TEXT BLOCK
The WP map shows my hits have come from 23 countries around the world, with Ireland at #3! Most popular posts were the photo essays with a couple of my Flashbacks enlivening the archives. Even some new followers but I trim this list at the end of the year. SEO experts aren’t who I want following me. 

City of Valleys is moving along nicely with 12 sections, about 25,700 words posted so far with  over 106,000 yet to be edited then posted. Each section gets a fresh edit & there is a slight increase in word count. 

Watched three amazing films that I highly recommended you see if you haven’t already: first is Camera Buff (Polish: Amator, meaning “amateur”) is a 1979 Polish comedy/drama film written and directed by Krzysztof Kieślowski and starring the delectable Jerzy Stuhr. This is an amazing Polish film that brilliantly captures the power of creativity & the cost of it As well. The political, social context of Poland at the time is only one of the layers of this incredible film -none of which you need to know to understand it. Our hero buys a camera & it opens his eyes to the world. It changes how he sees everything around him. The most telling moment is when his wife storms out of he room his frames her exit with his fingers. This is a must see film.

Dataset entries:
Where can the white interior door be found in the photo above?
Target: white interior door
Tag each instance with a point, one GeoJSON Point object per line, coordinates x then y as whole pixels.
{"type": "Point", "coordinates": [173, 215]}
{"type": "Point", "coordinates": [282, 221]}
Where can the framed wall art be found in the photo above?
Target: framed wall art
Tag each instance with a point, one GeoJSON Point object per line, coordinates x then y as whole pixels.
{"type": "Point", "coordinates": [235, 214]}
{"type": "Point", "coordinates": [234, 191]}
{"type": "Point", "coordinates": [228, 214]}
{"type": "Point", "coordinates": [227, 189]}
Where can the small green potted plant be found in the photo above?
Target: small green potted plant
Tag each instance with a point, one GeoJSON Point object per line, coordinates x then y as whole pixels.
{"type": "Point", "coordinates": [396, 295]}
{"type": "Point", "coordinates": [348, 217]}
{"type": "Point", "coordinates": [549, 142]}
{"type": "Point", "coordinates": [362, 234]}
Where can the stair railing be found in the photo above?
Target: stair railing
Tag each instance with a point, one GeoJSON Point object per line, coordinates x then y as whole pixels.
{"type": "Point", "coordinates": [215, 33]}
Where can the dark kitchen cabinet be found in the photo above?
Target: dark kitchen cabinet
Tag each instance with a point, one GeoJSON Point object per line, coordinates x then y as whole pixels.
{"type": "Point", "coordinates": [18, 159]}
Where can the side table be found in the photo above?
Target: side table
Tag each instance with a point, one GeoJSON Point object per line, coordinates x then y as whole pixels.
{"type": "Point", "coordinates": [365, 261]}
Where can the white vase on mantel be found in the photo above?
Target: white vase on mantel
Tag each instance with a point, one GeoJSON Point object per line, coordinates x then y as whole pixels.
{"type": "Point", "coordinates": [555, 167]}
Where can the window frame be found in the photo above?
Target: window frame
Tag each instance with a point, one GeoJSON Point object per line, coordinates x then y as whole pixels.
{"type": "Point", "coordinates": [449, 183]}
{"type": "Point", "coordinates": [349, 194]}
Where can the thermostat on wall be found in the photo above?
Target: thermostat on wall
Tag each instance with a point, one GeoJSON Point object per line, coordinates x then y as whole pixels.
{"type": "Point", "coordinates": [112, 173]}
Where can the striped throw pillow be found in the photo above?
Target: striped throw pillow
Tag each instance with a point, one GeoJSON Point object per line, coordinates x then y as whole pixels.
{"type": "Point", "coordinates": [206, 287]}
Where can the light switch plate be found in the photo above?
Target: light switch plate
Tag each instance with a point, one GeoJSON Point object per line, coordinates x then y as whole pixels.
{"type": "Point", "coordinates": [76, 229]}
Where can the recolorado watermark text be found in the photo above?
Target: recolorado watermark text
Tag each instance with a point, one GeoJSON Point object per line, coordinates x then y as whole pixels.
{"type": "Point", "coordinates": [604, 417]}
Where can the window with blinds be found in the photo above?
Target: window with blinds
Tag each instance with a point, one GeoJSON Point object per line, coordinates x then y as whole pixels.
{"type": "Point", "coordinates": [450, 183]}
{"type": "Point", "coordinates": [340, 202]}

PROMPT A
According to the blog post, how many countries have the hits come from?
PROMPT B
Turn the paragraph of the blog post that begins "City of Valleys is moving along nicely" into a short bulleted list that keeps its main facts.
PROMPT C
Pick up the blog post from its final sentence and continue it.
These records have no connection to the blog post.

TASK RESULT A
23 countries.

TASK RESULT B
- City of Valleys has 12 sections posted so far.
- About 25,700 words have been posted.
- Over 106,000 words are yet to be edited and posted.
- Each section gets a fresh edit.
- Editing brings a slight increase in word count.

TASK RESULT C
one of the ‘twigs’ is actually our hydro cable holding up the branch

Another brilliant film was French: Cleo from 5 to 7 a 1962 French New Wave film written and directed by Agnès Varda starring Corinne Marchand. A perfect time capsule of Paris life that feels almost documentary like with the street scenes & settings. Fashions are sublime. Music is sublime. Lead actress is pitch perfect in her search for – well she’s not sure – great performance of sans toi. Highly recommended delight. 

The third was ‘Elisa, vida mía is a 1977 Spanish drama film written and directed by Carlos Saura. The film stars Geraldine Chaplin and Fernando Rey.  Saura script plays with the narrative voice so that one isn’t sure what is real-time, dream-time or imagined, Brilliant performances by the leads make this another highly recommended film.

crumbling inside

On the domestic front reservations for three Stratford shows have been mades: Spamalot, King Lear, & Les Belles-sœurs. We plan to see at least one more but won’t reserve until after we’ve seen Spamalot.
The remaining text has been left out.